Location identification items:
○ ○ ○ ○ ○ ○ ○
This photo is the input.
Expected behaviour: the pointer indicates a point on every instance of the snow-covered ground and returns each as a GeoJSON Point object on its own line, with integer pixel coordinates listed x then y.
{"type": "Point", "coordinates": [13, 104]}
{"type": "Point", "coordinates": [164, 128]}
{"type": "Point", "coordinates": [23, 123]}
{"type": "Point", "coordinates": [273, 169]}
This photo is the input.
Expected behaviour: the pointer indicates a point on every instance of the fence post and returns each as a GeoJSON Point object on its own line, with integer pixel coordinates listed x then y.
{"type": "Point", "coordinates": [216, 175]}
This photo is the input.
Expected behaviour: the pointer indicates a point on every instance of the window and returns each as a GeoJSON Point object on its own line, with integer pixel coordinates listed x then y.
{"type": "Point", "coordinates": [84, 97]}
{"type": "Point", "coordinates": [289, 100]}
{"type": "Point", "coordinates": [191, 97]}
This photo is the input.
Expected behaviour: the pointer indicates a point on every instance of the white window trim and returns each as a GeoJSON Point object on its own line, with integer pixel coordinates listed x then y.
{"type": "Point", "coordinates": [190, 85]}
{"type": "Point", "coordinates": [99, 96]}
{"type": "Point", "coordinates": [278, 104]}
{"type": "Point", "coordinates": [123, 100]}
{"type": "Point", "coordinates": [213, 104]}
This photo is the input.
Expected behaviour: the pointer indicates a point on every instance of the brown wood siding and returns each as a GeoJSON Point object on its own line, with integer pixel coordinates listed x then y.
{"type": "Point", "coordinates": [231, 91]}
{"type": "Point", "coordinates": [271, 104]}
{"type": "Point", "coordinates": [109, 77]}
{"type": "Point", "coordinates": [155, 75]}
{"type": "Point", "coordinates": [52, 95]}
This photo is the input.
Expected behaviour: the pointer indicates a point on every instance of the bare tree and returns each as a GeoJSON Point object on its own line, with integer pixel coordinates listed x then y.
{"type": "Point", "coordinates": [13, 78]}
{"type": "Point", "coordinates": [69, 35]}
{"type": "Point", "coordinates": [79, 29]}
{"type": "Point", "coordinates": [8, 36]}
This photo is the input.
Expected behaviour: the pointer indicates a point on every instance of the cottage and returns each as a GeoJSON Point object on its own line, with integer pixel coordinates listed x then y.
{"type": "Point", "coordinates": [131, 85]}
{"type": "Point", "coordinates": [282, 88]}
○ ○ ○ ○ ○ ○ ○
## [Given task]
Copy out the material word for word and line for line.

## [Right answer]
This photo is the input.
Expected behaviour: the pointer indicates a point on every instance of the snow-covered ground and returns each as a GeoJSON Point object on its own line, with integer pixel coordinates listed x then y.
{"type": "Point", "coordinates": [13, 104]}
{"type": "Point", "coordinates": [164, 128]}
{"type": "Point", "coordinates": [23, 123]}
{"type": "Point", "coordinates": [273, 169]}
This photo is the input.
Expected behaviour: the pointer indicates a point on every instance of the fence post and returns each as a GeoJSON Point object on its own line, with integer pixel coordinates listed x then y.
{"type": "Point", "coordinates": [216, 175]}
This photo is the input.
Expected behaviour: the pointer indicates a point on every instance of the window and returns each as a GeoJSON Point object on its own line, with integer pixel coordinates listed x then y.
{"type": "Point", "coordinates": [84, 97]}
{"type": "Point", "coordinates": [289, 100]}
{"type": "Point", "coordinates": [191, 97]}
This photo is the input.
Expected behaviour: the pointer indicates a point on every instance of the white window trim and returns each as a GeoJSON Point object on its own line, with integer pixel coordinates listed x then y.
{"type": "Point", "coordinates": [190, 85]}
{"type": "Point", "coordinates": [99, 96]}
{"type": "Point", "coordinates": [278, 104]}
{"type": "Point", "coordinates": [123, 100]}
{"type": "Point", "coordinates": [213, 104]}
This photo is the input.
Expected behaviour: the pointer indicates a point on every instance of the brown wood siding and returns each as a GeoJSON Point object on its own line, with integer pixel coordinates listed x then y.
{"type": "Point", "coordinates": [231, 91]}
{"type": "Point", "coordinates": [271, 104]}
{"type": "Point", "coordinates": [109, 77]}
{"type": "Point", "coordinates": [155, 75]}
{"type": "Point", "coordinates": [52, 95]}
This photo is the input.
Expected behaviour: the pointer indicates a point on every instance of the bare tree and returns each as a GeoJSON Point object on its own line, with integer pixel coordinates listed x then y.
{"type": "Point", "coordinates": [13, 78]}
{"type": "Point", "coordinates": [69, 35]}
{"type": "Point", "coordinates": [79, 29]}
{"type": "Point", "coordinates": [8, 36]}
This photo is the input.
Expected behaviour: the pointer indicates a point on every instance of the cottage and returns each as a GeoJSON Point object on its own line, with integer pixel coordinates listed x then y.
{"type": "Point", "coordinates": [131, 85]}
{"type": "Point", "coordinates": [282, 88]}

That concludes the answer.